AIM OF THE TASK - Would you output, exactly as written, the line with "Mark one point per instance of the forest trail." and all lines after it to the end of the data below, and no others?

[Point-per-instance localization data]
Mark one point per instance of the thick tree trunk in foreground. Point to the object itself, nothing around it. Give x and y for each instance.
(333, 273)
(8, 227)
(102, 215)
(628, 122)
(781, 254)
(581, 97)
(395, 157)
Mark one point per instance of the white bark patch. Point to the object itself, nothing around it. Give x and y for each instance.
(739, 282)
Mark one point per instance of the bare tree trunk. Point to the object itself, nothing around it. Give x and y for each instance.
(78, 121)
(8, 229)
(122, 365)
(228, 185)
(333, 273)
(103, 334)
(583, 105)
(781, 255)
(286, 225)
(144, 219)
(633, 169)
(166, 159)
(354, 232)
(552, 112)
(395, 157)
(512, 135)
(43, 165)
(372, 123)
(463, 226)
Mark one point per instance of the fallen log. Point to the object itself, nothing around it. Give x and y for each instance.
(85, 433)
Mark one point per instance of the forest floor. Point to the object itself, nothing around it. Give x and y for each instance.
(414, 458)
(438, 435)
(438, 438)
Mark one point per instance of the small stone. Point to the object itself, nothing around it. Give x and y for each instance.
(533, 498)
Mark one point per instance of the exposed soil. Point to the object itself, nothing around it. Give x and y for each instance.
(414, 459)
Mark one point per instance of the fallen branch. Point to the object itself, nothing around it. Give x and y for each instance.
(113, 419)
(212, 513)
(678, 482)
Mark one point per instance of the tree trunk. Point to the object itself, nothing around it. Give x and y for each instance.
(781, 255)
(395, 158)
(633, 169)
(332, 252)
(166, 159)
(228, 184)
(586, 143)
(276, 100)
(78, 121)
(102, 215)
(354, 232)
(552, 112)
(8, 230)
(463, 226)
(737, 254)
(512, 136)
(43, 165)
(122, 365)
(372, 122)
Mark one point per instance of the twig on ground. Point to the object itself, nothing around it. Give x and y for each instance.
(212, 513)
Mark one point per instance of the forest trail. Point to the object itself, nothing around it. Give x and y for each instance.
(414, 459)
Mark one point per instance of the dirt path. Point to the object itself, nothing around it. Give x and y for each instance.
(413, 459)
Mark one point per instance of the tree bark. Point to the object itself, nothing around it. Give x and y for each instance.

FINISHED EXERCISE -
Mark one point per instance of the forest trail. Point to the object itself, nothing around it. Give x and y for each instance.
(414, 459)
Mark one point per instance of the dirt path. Point to the object itself, nothing around it. Give x and y for each instance.
(413, 459)
Mark one point per instance of the tree bark. Point to the object itself, nothing around it. Give x and y for each instance.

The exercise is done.